### Problem requirements
Each record should be output exactly, with every character kept.

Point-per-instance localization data
..........
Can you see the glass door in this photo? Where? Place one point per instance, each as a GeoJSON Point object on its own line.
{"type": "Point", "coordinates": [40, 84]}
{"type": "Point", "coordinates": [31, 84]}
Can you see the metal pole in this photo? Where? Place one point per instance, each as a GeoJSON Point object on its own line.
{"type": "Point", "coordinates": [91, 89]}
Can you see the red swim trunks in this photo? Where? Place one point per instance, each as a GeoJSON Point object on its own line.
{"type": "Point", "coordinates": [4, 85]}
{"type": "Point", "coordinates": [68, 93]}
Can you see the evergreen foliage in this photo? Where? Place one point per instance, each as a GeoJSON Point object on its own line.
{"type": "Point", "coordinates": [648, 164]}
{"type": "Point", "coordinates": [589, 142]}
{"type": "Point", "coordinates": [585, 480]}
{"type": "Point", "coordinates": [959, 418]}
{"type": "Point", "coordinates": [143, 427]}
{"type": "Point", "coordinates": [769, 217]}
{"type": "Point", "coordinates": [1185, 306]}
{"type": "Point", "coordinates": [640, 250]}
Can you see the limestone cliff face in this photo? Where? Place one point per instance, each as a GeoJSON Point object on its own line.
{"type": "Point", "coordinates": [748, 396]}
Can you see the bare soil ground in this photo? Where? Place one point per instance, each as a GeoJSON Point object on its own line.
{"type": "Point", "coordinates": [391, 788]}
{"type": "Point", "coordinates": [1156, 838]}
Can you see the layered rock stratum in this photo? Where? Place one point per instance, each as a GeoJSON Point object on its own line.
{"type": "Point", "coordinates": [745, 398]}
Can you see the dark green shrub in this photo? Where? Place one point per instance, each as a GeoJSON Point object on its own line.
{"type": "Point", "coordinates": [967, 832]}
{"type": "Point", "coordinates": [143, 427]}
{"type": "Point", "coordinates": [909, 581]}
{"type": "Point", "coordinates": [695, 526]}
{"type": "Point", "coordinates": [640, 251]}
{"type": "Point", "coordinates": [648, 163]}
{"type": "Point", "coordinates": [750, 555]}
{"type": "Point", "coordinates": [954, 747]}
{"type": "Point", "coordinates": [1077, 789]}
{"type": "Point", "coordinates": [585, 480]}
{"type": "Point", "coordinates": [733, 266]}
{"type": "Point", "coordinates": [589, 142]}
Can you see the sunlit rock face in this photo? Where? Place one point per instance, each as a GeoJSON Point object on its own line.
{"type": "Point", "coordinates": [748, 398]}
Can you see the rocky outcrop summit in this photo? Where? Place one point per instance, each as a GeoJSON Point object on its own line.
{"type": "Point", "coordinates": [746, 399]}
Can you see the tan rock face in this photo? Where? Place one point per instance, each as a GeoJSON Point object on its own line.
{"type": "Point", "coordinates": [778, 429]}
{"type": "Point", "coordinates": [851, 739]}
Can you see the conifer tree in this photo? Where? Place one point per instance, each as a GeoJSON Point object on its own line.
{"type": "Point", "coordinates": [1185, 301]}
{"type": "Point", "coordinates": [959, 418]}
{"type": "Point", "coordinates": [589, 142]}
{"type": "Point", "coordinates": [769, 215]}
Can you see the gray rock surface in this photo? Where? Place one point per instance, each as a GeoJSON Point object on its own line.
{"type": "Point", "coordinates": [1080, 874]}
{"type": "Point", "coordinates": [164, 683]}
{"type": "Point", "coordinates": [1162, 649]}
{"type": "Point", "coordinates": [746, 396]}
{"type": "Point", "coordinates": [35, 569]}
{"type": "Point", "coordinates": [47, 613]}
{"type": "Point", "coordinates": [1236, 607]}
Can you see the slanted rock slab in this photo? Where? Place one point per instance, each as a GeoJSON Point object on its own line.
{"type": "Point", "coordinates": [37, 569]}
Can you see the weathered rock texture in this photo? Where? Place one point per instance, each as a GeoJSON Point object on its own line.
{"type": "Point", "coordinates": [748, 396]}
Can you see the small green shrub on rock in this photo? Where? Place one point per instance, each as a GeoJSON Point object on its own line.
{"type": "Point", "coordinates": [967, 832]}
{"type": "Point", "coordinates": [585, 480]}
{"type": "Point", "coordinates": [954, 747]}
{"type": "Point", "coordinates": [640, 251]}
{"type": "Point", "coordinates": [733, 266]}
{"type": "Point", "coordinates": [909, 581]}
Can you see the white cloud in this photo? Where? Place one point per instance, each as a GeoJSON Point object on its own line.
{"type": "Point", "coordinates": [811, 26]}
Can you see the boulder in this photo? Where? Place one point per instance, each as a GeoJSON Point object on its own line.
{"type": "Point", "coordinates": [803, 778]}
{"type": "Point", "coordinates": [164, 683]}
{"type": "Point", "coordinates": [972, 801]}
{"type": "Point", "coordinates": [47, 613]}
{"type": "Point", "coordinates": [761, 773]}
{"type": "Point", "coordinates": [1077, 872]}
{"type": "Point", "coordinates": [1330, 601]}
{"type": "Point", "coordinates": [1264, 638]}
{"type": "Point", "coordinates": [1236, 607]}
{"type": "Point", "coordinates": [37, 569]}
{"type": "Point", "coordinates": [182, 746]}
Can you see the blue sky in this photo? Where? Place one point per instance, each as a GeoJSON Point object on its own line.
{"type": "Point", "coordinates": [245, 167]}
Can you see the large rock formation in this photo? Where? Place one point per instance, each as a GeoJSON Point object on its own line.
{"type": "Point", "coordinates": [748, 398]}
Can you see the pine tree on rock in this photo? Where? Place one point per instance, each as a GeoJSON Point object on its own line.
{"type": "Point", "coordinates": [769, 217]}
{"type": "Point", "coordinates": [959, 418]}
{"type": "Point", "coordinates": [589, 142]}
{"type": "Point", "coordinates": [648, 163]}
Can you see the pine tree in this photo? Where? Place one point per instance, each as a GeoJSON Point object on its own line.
..........
### Result of this task
Can you see the glass door in this photo? Where? Place one point per instance, each as a GeoJSON Point object on its own line.
{"type": "Point", "coordinates": [40, 84]}
{"type": "Point", "coordinates": [31, 84]}
Can you see the metal pole in this photo? Where? Place one point per instance, each as a GeoJSON Point object on its own line.
{"type": "Point", "coordinates": [91, 89]}
Can you see the red swim trunks in this photo? Where? Place one point per instance, each as a GeoJSON Point object on its own line.
{"type": "Point", "coordinates": [4, 85]}
{"type": "Point", "coordinates": [68, 93]}
Can you see the evergreen foliage in this photo? Where? Place one point per instance, each as a GeoJSON Point object on its own line.
{"type": "Point", "coordinates": [648, 164]}
{"type": "Point", "coordinates": [589, 142]}
{"type": "Point", "coordinates": [585, 480]}
{"type": "Point", "coordinates": [959, 418]}
{"type": "Point", "coordinates": [143, 427]}
{"type": "Point", "coordinates": [769, 217]}
{"type": "Point", "coordinates": [1185, 306]}
{"type": "Point", "coordinates": [640, 250]}
Can you see the limestone cliff face in this photo? Where? Place one point per instance, each as a GeoJSON Point object on its own line.
{"type": "Point", "coordinates": [748, 396]}
Can you see the bare soil ground in this photo? Where? Place one point per instance, each as a GeoJSON Point object on its own line.
{"type": "Point", "coordinates": [391, 788]}
{"type": "Point", "coordinates": [1156, 838]}
Can you see the layered rock stratum in this photo? Where? Place one point per instance, each as a GeoJSON Point object on its own line.
{"type": "Point", "coordinates": [745, 398]}
Can you see the dark green shrub in this photo? Where? Place one point per instance, each as a GeoJSON Point object on its own line.
{"type": "Point", "coordinates": [967, 832]}
{"type": "Point", "coordinates": [143, 427]}
{"type": "Point", "coordinates": [909, 581]}
{"type": "Point", "coordinates": [695, 526]}
{"type": "Point", "coordinates": [640, 251]}
{"type": "Point", "coordinates": [648, 163]}
{"type": "Point", "coordinates": [750, 555]}
{"type": "Point", "coordinates": [954, 747]}
{"type": "Point", "coordinates": [1077, 789]}
{"type": "Point", "coordinates": [585, 480]}
{"type": "Point", "coordinates": [733, 266]}
{"type": "Point", "coordinates": [589, 142]}
Can you see the sunlit rock face in this photo? Where? Place one point per instance, each as a GeoJSON Point object on its own line.
{"type": "Point", "coordinates": [748, 398]}
Can you see the rocky outcrop summit in this photo? Where? Place one point per instance, each as a GeoJSON Point object on its own line.
{"type": "Point", "coordinates": [746, 399]}
Can you see the tan rock face in this photo? Where? Place one point per instance, each as a GeoJSON Point object on its own line.
{"type": "Point", "coordinates": [778, 429]}
{"type": "Point", "coordinates": [851, 739]}
Can you see the conifer tree in this photo? Where? Place one point per instance, each as a GeoJSON Point object on its own line.
{"type": "Point", "coordinates": [1185, 301]}
{"type": "Point", "coordinates": [959, 418]}
{"type": "Point", "coordinates": [589, 142]}
{"type": "Point", "coordinates": [769, 215]}
Can you see the gray rock surface in this photo? Where? Place one point per instance, each as a GeoJSON Point object on its own line.
{"type": "Point", "coordinates": [1080, 874]}
{"type": "Point", "coordinates": [164, 683]}
{"type": "Point", "coordinates": [1162, 649]}
{"type": "Point", "coordinates": [746, 396]}
{"type": "Point", "coordinates": [35, 569]}
{"type": "Point", "coordinates": [47, 613]}
{"type": "Point", "coordinates": [1236, 607]}
Can you see the slanted rock slab in this photo? Where? Place one point per instance, each as a GeoJSON Point object on its own line.
{"type": "Point", "coordinates": [37, 569]}
Can you see the weathered rock texture in this photo? Where? Place one point per instance, each as a GeoJSON Point object on its own line.
{"type": "Point", "coordinates": [748, 396]}
Can you see the small green shrub on rock in this photo? Where? Place one point per instance, each as a GeoJSON Point object on its own line.
{"type": "Point", "coordinates": [967, 832]}
{"type": "Point", "coordinates": [585, 480]}
{"type": "Point", "coordinates": [954, 747]}
{"type": "Point", "coordinates": [640, 251]}
{"type": "Point", "coordinates": [733, 266]}
{"type": "Point", "coordinates": [909, 581]}
Can you see the white cloud in this photo? Where? Place one point per instance, each as a GeoJSON Point object on its own line.
{"type": "Point", "coordinates": [811, 26]}
Can you see the boulder in this photo? Where? Place one point per instance, each as a GeoJSON Point object on its own line.
{"type": "Point", "coordinates": [803, 778]}
{"type": "Point", "coordinates": [164, 683]}
{"type": "Point", "coordinates": [972, 801]}
{"type": "Point", "coordinates": [47, 613]}
{"type": "Point", "coordinates": [761, 773]}
{"type": "Point", "coordinates": [1077, 872]}
{"type": "Point", "coordinates": [1330, 601]}
{"type": "Point", "coordinates": [1264, 638]}
{"type": "Point", "coordinates": [1236, 607]}
{"type": "Point", "coordinates": [37, 569]}
{"type": "Point", "coordinates": [182, 746]}
Can you see the blue sky in this photo? Where? Place one point per instance, each as a GeoJSON Point object on its own line.
{"type": "Point", "coordinates": [245, 167]}
Can you see the large rock formation in this photo? Where? Place one point per instance, each as a GeoJSON Point object on its own line.
{"type": "Point", "coordinates": [748, 398]}
Can you see the pine tree on rock in this photo? Where? Place one point per instance, each as a GeoJSON Point object on its own line.
{"type": "Point", "coordinates": [769, 217]}
{"type": "Point", "coordinates": [959, 418]}
{"type": "Point", "coordinates": [589, 142]}
{"type": "Point", "coordinates": [648, 163]}
Can you see the pine tree in this photo? Where? Place one point per instance, each as a GeoJSON Point object on its own line.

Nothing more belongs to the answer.